### Given data
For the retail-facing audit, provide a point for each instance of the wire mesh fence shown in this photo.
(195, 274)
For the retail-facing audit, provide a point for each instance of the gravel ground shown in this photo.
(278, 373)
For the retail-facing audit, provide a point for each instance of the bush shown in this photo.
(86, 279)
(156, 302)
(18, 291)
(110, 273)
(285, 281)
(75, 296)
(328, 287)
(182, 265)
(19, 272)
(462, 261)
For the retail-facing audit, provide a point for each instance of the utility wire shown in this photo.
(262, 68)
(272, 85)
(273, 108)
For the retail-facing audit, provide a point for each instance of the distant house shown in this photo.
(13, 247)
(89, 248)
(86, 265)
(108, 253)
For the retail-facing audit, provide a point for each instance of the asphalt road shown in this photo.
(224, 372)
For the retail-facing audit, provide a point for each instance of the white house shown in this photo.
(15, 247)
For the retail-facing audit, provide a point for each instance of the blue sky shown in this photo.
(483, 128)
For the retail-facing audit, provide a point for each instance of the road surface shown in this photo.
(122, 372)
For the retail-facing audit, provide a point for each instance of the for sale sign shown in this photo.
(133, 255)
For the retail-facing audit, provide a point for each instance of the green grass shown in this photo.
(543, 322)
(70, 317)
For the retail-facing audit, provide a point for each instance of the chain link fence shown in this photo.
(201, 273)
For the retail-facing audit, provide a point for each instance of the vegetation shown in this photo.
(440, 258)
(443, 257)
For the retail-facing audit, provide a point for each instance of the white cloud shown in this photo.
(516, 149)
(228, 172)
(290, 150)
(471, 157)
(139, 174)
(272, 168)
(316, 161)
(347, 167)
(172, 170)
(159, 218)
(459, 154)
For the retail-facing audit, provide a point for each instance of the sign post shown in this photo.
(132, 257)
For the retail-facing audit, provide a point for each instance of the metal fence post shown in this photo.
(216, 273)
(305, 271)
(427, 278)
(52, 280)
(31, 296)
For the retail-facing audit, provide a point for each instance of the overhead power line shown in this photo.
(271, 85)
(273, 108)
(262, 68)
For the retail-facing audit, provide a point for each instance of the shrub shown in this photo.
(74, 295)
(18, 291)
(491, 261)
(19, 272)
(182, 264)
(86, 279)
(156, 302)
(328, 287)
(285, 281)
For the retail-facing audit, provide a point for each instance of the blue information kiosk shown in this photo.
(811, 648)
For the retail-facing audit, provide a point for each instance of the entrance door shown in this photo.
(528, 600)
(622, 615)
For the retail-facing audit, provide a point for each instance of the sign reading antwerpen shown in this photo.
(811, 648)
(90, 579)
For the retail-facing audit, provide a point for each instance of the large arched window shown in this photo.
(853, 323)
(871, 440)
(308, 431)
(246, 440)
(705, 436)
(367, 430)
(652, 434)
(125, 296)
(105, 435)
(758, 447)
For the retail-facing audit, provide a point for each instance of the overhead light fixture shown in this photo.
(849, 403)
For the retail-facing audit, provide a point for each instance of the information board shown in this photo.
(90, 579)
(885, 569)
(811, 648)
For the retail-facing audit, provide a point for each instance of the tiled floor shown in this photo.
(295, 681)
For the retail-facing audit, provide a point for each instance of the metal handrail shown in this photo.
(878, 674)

### Written request
Can you rewrite the data from the line containing "floor shown in this photo." through the end of the data, both included, replacing "metal handrail" with "steel handrail" and leaving everything else unchanged?

### Final result
For the retail-facing audit, provide a point for each instance of the tiled floor shown in this photo.
(295, 681)
For the retail-facing audit, provide a point for each instance of the steel handrail shown in this photo.
(878, 674)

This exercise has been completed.